# I don't want to hang out with my friends



## Mr B

Hi,

I don't want to hang out with my friends. They have been asking to me to hang out with them for sometime. I have made up excuses since the begining of the summer until now. This time I couldn't say no and I feel like I have to go even if I don't want to.

I feel like my day will be ruined when I meet with friends or go somewhere. I am happy alone at home. Also I hate going out at nights. They'll probably go to some bar and drink. I hate that too. Even though I can drink 1-2 glass of beer, I don't want to because I find that nonsense. I'll probably make up excuse again and come home early. I wish I could say them, "just leave me alone I don't want to go anywhere."


----------



## Freddio42

I can relate to that, I have been there before. Tonight I was just asked out at the very last minute, basically an afterthought, to go to some horrible 'pub' to see a load of people I haven't seen in about a year. I have no intention of going. Partly because I was asked at the very last minute, when it's dark outside and I have to walk a very long way through dodgy parts of town to get there. And partly because I absolutely hate seeing lots of old friends or acquaintances at once, because it makes me incredibly anxious and I feel like I'm in a zoo or being picked on because of all the attention I get after having been away for so long. It just makes me feel sick and I am happier here, even though I'm actually quite sad about my mental condition at turning down such an opportunity that many would jump at the chance to attend.

Entries supplied
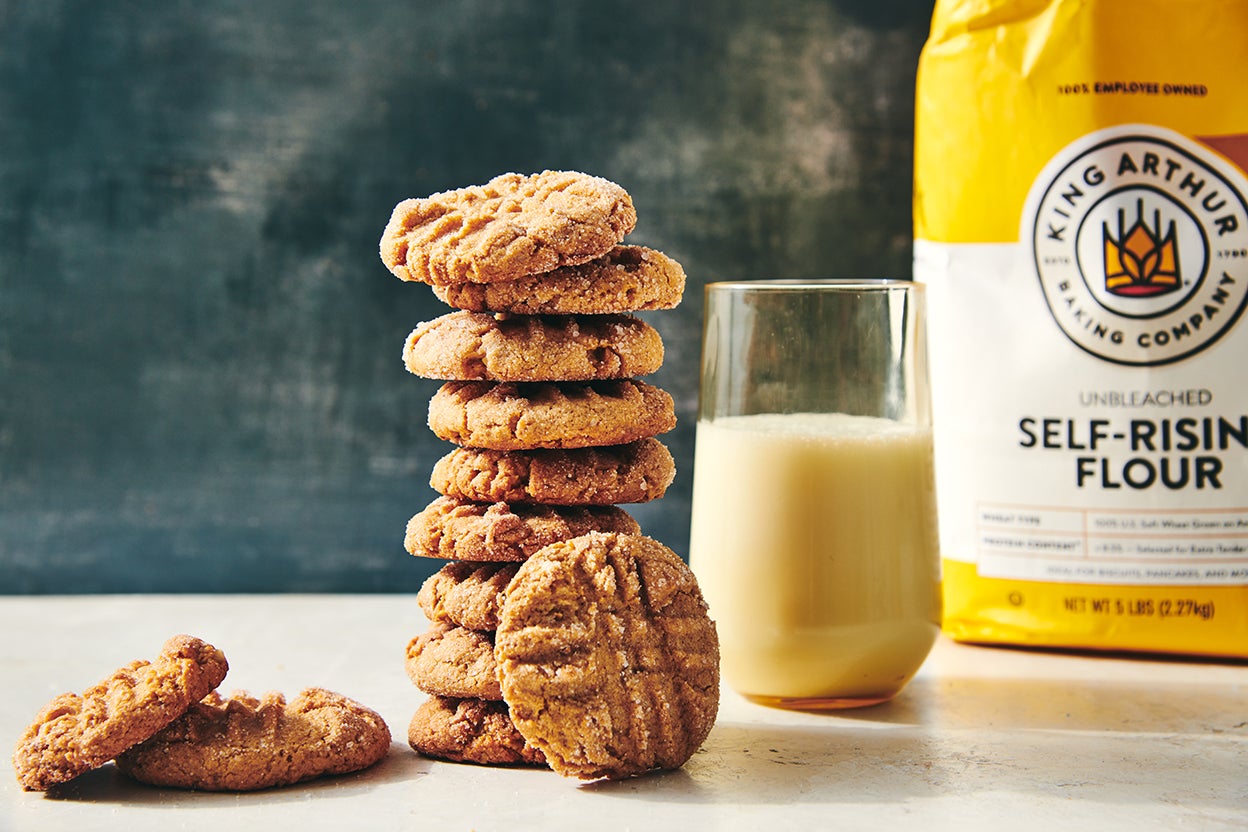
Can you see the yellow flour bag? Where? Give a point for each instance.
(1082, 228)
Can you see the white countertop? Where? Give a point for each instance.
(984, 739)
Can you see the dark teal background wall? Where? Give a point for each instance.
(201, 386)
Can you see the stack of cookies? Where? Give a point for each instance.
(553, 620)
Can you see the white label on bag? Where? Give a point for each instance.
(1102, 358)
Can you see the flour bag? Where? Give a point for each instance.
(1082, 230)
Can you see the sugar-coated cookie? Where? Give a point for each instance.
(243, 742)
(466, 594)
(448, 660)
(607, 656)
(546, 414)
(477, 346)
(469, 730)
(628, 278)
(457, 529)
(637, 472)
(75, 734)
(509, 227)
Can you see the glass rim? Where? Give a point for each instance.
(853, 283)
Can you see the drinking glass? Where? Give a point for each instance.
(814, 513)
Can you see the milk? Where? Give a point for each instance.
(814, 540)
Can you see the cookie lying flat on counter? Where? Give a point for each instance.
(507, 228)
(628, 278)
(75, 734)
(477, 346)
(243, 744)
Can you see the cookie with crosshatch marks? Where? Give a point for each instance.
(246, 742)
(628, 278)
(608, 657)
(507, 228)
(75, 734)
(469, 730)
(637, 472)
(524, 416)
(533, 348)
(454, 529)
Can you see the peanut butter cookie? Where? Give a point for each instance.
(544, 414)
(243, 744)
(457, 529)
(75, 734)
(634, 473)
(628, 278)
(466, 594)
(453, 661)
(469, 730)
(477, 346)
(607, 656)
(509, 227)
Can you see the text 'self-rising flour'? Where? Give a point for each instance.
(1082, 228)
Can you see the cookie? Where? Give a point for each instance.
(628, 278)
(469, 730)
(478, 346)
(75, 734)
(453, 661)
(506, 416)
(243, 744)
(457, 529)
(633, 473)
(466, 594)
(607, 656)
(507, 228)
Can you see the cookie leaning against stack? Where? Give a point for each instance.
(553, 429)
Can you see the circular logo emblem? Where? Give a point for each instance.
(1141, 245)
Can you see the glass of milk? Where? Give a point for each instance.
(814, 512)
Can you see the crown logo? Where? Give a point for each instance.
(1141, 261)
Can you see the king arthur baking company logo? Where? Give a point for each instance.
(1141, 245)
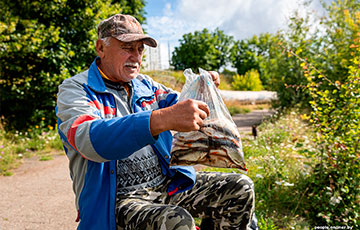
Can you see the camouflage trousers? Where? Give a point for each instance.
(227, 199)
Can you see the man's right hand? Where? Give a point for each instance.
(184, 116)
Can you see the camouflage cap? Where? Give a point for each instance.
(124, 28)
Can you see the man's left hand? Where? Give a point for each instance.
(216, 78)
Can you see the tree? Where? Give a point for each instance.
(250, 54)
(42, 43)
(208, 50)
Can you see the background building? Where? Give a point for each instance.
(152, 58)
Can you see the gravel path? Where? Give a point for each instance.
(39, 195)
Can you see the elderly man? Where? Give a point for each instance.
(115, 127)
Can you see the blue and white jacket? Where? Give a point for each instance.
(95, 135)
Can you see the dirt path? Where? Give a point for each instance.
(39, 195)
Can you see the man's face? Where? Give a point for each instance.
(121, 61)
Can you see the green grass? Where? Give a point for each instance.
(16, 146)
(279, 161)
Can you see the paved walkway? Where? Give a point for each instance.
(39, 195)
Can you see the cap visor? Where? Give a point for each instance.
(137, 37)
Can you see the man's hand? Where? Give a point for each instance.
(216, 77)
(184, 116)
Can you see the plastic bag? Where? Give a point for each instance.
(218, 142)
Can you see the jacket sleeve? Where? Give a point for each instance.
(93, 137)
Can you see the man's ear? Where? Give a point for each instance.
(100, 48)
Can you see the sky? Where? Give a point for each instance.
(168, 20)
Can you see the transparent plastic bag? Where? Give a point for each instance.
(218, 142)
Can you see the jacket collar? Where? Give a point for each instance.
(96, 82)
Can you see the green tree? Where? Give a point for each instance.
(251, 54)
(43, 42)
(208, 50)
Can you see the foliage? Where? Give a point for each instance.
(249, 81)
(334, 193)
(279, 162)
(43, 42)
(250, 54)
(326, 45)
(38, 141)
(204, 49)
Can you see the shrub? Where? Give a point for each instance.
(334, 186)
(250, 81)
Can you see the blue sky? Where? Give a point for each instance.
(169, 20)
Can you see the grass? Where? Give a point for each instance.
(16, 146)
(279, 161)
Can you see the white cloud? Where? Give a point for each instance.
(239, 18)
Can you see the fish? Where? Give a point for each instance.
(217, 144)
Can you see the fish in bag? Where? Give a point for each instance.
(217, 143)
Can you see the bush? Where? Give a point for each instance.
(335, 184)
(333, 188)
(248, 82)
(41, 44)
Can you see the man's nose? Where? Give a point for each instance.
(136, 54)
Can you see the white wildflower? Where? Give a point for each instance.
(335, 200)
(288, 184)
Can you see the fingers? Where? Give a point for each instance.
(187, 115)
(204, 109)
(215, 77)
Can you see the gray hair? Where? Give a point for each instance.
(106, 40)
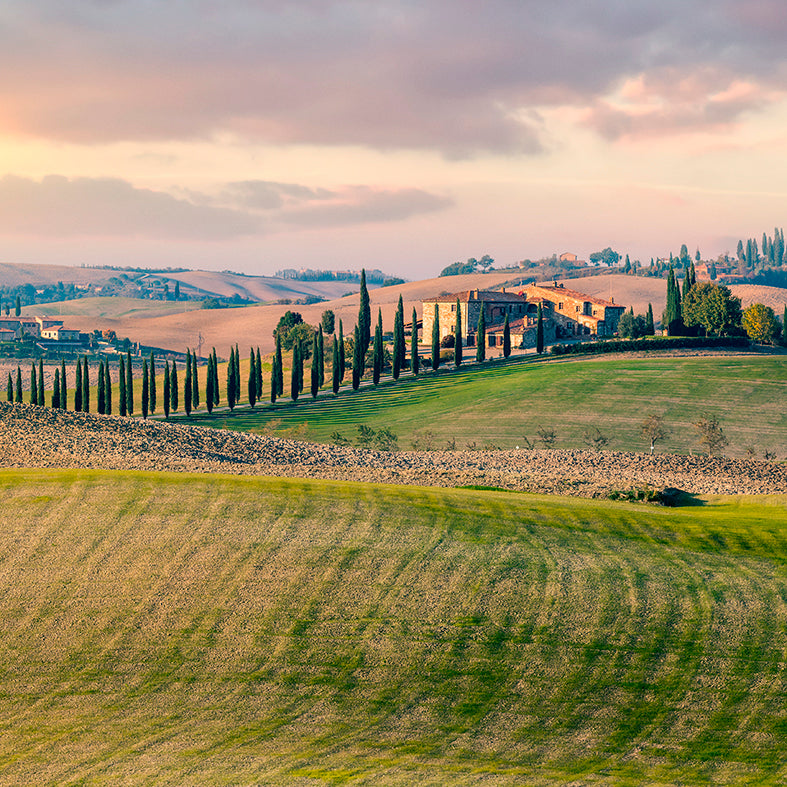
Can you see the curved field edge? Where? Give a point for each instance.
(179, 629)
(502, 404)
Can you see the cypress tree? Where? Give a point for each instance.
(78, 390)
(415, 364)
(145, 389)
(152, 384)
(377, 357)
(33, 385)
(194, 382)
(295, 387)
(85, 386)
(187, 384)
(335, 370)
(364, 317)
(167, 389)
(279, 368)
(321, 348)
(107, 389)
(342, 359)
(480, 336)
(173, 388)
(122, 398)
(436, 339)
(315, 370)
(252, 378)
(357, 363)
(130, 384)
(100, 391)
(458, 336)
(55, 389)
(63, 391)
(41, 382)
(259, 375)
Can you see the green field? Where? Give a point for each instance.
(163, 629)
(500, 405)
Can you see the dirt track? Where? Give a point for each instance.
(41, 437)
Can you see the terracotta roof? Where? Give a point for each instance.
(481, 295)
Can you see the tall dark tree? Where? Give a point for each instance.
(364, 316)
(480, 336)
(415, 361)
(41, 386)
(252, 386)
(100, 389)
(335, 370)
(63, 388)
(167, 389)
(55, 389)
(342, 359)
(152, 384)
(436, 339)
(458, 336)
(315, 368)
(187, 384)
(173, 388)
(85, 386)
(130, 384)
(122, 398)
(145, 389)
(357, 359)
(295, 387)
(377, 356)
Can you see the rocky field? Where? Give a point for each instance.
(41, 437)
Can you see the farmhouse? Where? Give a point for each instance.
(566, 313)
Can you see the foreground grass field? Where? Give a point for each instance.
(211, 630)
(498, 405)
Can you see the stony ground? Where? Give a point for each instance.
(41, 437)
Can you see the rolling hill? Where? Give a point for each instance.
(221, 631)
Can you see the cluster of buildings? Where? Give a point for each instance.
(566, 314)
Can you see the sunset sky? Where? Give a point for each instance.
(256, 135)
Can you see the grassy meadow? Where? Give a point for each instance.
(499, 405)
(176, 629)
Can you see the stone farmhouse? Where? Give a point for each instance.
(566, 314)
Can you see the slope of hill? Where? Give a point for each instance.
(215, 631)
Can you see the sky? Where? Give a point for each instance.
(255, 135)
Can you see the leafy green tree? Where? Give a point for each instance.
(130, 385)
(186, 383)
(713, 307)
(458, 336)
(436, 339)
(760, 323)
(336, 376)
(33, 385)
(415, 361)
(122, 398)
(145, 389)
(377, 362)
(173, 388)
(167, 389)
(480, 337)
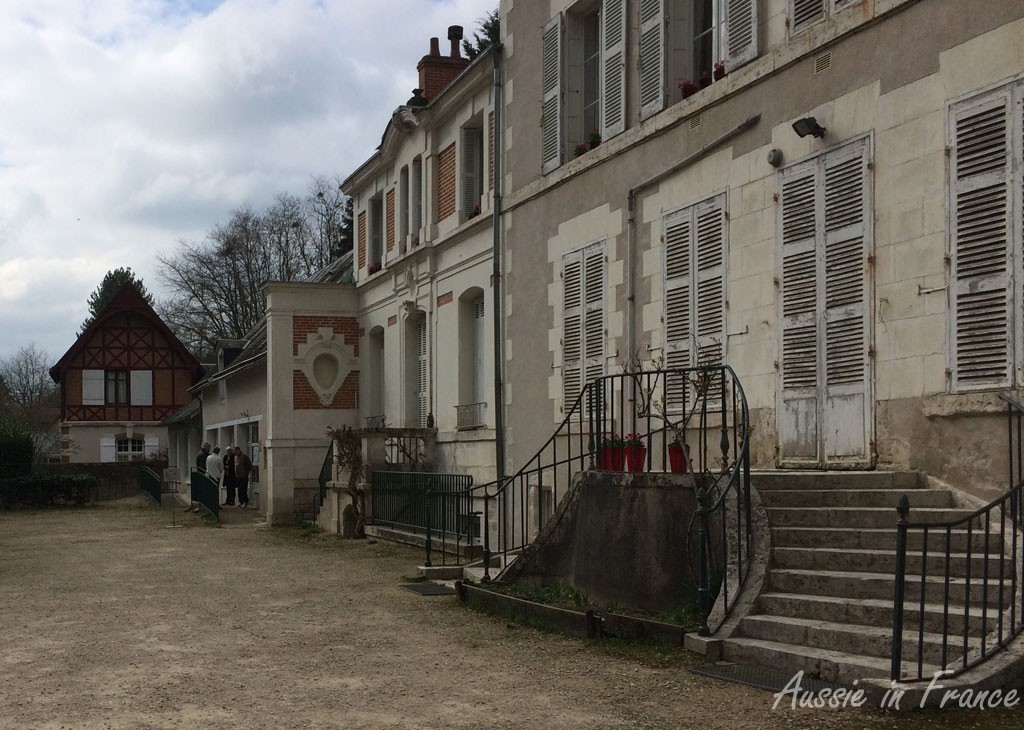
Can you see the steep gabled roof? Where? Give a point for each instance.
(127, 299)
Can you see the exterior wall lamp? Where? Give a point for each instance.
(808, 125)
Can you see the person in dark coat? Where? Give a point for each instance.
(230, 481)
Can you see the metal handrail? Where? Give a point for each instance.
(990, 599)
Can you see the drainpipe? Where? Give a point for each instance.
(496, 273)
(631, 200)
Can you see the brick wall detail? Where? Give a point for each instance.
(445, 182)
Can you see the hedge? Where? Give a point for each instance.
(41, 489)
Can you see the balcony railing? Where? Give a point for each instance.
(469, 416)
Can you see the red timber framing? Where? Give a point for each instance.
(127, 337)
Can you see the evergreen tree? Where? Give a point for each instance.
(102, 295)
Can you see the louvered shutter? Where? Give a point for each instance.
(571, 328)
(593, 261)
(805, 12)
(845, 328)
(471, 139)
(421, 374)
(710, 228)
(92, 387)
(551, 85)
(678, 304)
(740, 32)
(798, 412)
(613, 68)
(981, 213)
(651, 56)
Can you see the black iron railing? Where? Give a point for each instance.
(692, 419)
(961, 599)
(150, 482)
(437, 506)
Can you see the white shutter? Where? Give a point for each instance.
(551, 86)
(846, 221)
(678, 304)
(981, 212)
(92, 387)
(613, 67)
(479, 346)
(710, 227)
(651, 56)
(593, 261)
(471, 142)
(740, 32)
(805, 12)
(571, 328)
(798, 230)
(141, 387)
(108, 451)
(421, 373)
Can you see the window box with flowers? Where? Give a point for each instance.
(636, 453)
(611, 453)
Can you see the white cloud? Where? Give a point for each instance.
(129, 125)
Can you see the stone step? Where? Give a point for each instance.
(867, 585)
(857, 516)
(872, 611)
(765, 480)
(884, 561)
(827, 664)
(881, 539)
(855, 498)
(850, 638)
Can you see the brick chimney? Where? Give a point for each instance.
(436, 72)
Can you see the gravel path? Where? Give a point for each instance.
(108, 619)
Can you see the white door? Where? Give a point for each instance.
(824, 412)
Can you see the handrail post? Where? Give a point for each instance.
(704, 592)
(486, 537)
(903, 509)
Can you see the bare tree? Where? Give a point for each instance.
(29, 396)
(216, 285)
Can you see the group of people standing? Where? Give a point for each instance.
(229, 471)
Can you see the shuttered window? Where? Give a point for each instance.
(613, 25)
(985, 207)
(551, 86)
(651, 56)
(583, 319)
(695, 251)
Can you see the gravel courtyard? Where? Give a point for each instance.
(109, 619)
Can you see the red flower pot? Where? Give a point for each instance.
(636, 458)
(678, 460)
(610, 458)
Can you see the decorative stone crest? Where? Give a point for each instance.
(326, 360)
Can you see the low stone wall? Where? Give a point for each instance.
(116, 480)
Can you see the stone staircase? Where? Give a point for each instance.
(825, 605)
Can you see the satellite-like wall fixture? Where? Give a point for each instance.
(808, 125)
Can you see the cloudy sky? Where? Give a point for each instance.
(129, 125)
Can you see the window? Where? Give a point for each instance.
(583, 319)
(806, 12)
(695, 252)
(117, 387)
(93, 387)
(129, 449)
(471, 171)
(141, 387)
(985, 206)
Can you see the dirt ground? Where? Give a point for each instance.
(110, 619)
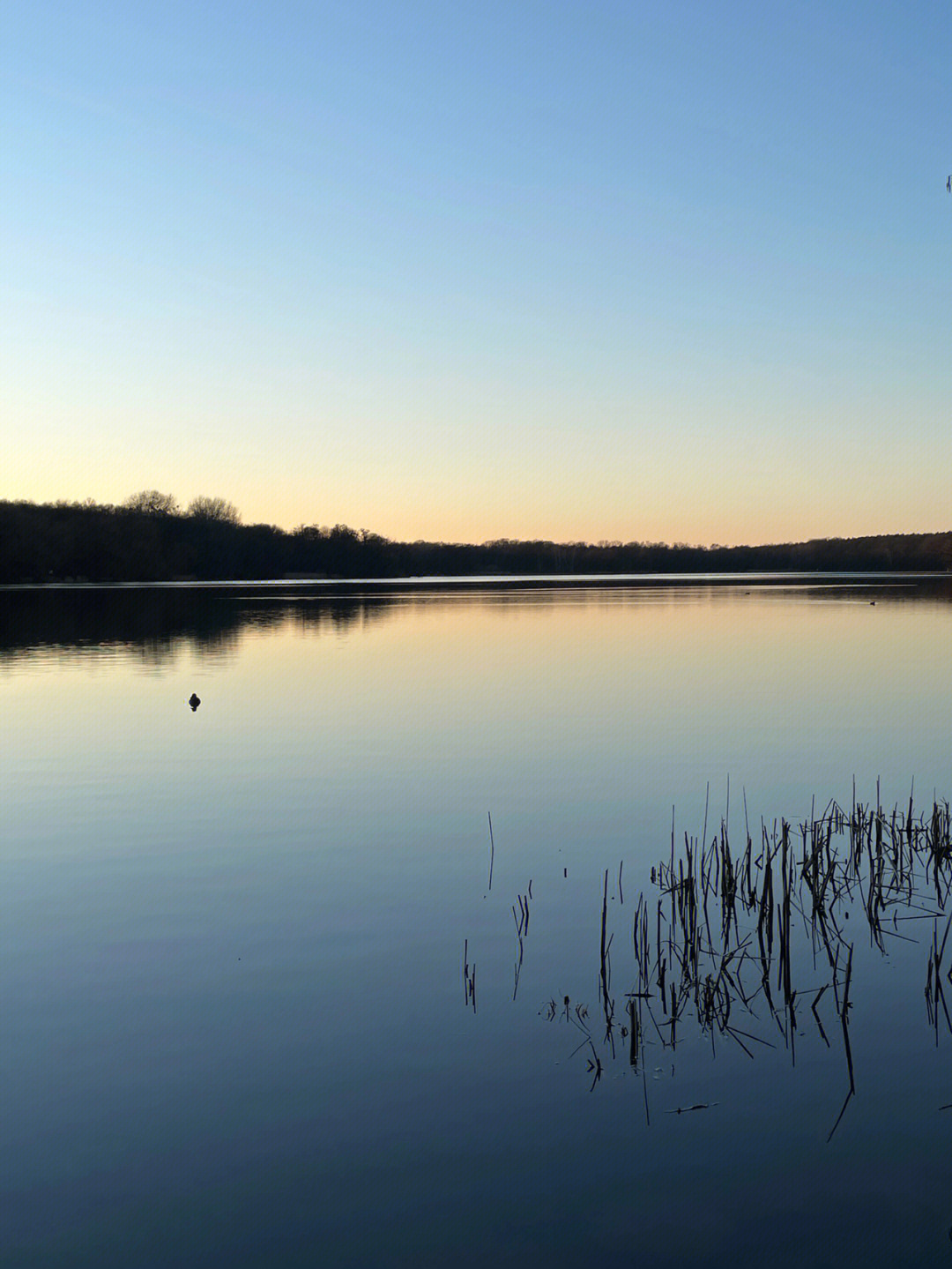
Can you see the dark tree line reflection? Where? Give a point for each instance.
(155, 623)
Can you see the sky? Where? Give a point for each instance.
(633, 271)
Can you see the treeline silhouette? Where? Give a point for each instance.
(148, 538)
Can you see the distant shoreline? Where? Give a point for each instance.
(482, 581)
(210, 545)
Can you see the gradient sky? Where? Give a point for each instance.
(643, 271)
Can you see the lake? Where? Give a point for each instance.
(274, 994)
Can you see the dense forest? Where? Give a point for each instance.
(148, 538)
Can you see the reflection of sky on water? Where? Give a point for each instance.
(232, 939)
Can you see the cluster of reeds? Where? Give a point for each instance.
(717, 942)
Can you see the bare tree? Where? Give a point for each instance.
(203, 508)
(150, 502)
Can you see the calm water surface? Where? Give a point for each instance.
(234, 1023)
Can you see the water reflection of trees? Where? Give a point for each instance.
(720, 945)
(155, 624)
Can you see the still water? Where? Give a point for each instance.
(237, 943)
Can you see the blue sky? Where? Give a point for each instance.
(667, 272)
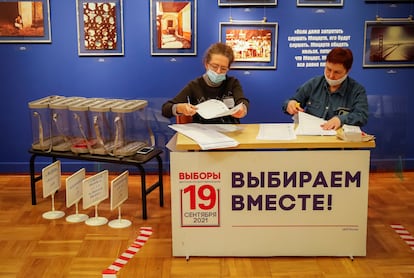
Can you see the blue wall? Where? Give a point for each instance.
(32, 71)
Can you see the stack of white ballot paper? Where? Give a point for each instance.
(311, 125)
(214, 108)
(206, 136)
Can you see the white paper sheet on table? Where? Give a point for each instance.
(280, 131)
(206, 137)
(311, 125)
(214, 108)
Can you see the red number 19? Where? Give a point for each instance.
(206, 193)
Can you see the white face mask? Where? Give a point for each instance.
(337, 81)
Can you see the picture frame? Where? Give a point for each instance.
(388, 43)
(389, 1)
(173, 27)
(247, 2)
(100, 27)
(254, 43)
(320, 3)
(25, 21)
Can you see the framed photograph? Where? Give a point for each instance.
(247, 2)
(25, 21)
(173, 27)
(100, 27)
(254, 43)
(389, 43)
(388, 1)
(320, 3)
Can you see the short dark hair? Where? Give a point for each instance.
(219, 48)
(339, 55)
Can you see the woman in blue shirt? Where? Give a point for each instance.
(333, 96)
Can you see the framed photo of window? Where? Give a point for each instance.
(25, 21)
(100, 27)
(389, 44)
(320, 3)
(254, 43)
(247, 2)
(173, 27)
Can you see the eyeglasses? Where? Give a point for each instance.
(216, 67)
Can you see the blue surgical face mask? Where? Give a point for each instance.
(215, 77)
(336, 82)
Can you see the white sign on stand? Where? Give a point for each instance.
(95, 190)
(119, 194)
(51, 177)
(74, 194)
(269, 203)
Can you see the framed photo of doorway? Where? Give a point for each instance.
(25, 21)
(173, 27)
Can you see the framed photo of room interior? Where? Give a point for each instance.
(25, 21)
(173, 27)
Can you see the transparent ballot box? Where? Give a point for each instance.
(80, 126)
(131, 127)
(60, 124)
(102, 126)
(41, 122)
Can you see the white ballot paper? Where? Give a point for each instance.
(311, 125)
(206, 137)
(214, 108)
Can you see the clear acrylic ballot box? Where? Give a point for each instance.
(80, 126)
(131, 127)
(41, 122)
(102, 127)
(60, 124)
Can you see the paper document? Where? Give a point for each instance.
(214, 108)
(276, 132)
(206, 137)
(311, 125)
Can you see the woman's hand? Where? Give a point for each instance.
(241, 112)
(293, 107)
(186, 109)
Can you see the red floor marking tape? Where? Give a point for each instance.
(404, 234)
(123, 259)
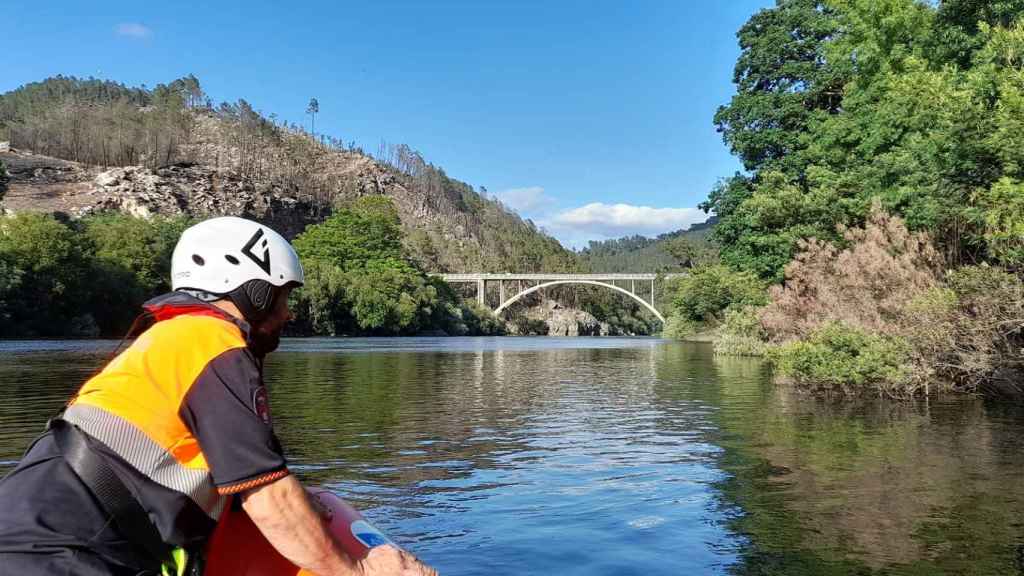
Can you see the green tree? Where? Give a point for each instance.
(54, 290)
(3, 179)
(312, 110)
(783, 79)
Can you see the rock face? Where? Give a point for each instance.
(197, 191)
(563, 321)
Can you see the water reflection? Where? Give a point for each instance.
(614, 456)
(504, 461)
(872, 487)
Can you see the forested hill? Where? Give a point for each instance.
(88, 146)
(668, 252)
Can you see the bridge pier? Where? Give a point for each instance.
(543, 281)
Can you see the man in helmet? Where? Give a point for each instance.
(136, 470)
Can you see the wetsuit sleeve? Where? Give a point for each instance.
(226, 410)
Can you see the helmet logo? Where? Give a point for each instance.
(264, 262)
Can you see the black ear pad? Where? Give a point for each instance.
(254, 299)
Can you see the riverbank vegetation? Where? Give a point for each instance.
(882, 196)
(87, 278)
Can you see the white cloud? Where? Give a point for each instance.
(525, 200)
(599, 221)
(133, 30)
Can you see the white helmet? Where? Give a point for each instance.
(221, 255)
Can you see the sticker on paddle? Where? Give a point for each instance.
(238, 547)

Stated goal 1
In the forum thread about not wanting to hang out with friends, write out the passage from "# I don't want" up to and including "don't want to.", swapping "summer" for "winter".
Stated goal 2
According to the forum thread about not wanting to hang out with friends, how long has it been since Freddio42 last saw the people at the pub?
Stated goal 3
Extend the forum thread about not wanting to hang out with friends from the point where it ends.

Task result 1
# I don't want to hang out with my friends



## Mr B

Hi,

I don't want to hang out with my friends. They have been asking to me to hang out with them for sometime. I have made up excuses since the begining of the winter until now. This time I couldn't say no and I feel like I have to go even if I don't want to.

Task result 2
About a year.

Task result 3
Anyway, I know what it's like not to want to see people


----------



## red3002

I really prefer to be alone too. Social stuff is too much for me and I would rather sit in my room.

I haven't been asked to go out in years but if I was I would keep saying no like you.


----------



## Tinydancer20

Strange I usually feel excited about hanging out with friends because we had fun.. i don't even have friends anymore though so i don't even have option of saying no


----------



## Malek

I avoided hanging out with my friends for years, they eventually give up on you. They still claim to be my friends, yet never try to contact me anymore, only my brother. I don't even refer to them as friends anymore. I purposefully choose to detach myself from them and always opt to refer to them as my brother's friends. It helps me justify my social ineptitude and my isolation. :blank


----------



## AshleyAnn

I can relate to that. I made up so many excuses because I didn't want to go out with friends, I just wanted to be home alone. They all eventually stopped calling or texting and now I really am all alone. It's actually pretty nice not having to deal with them or come up with new excuses. It does get lonely but I chose to isolate myself so I can't complain. It's too hard being social.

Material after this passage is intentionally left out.